Stated exercise:
Reproduce the material verbatim, starting at the line containing "Target: stadium roof canopy" and ending at the last line of the material.

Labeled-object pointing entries
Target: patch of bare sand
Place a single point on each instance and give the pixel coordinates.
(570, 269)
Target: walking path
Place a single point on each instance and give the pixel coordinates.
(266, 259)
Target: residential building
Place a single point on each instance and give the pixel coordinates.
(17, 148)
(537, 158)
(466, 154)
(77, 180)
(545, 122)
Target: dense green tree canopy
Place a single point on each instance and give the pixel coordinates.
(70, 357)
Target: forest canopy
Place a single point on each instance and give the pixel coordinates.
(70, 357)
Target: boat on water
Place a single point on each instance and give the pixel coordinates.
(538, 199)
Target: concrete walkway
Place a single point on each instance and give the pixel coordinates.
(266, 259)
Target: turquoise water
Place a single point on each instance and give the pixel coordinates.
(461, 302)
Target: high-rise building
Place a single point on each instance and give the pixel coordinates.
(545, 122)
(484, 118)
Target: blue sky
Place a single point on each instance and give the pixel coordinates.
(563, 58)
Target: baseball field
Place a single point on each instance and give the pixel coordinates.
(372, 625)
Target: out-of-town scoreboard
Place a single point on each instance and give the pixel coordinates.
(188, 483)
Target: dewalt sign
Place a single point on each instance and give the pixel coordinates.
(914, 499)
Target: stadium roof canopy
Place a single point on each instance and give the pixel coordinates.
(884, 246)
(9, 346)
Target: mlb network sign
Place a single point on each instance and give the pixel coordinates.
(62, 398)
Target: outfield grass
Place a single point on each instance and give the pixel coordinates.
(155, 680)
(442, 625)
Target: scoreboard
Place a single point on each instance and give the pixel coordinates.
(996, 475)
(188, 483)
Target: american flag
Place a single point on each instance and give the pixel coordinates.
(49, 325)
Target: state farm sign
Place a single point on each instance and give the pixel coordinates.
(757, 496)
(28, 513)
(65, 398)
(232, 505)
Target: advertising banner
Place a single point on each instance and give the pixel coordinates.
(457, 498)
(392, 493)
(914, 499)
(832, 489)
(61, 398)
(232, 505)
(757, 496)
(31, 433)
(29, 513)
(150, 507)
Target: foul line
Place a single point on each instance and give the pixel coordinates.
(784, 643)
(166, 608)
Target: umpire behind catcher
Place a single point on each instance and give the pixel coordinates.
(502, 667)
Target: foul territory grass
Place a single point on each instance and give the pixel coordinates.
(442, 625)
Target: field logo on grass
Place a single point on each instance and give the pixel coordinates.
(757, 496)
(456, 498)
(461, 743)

Solution to the exercise:
Target: stadium roof canopy
Place a single point on each instance and give the pixel coordinates.
(884, 246)
(9, 346)
Target: mlb network sign
Place a single point on each instance and give the pixel coordinates.
(62, 398)
Target: outfield grass
Place a single point on each instance and give the pixel coordinates.
(155, 680)
(442, 625)
Target: scoreboard
Place a single point on each instance and give the pixel coordinates.
(996, 475)
(188, 483)
Target: american flag
Place a single point on each instance and give the pixel coordinates.
(49, 325)
Target: state farm sign
Place a single point on each instance and give the pixel coordinates.
(757, 496)
(28, 513)
(65, 398)
(232, 505)
Target: advertising banner
Place a single point on each instance and give the pixel coordinates.
(457, 498)
(392, 493)
(914, 499)
(832, 489)
(61, 398)
(232, 505)
(757, 496)
(31, 433)
(29, 513)
(150, 507)
Target: foul line
Place a single point on each instance and give the pixel coordinates.
(784, 643)
(166, 608)
Target: umpire behind catcher
Place a single point on each instance and give the pixel coordinates.
(502, 667)
Target: foul territory grass
Place a single point on each instance and give the pixel coordinates.
(442, 625)
Target: field logo on grass
Place a single point on each instance and give the pixel coordinates.
(757, 496)
(456, 498)
(461, 743)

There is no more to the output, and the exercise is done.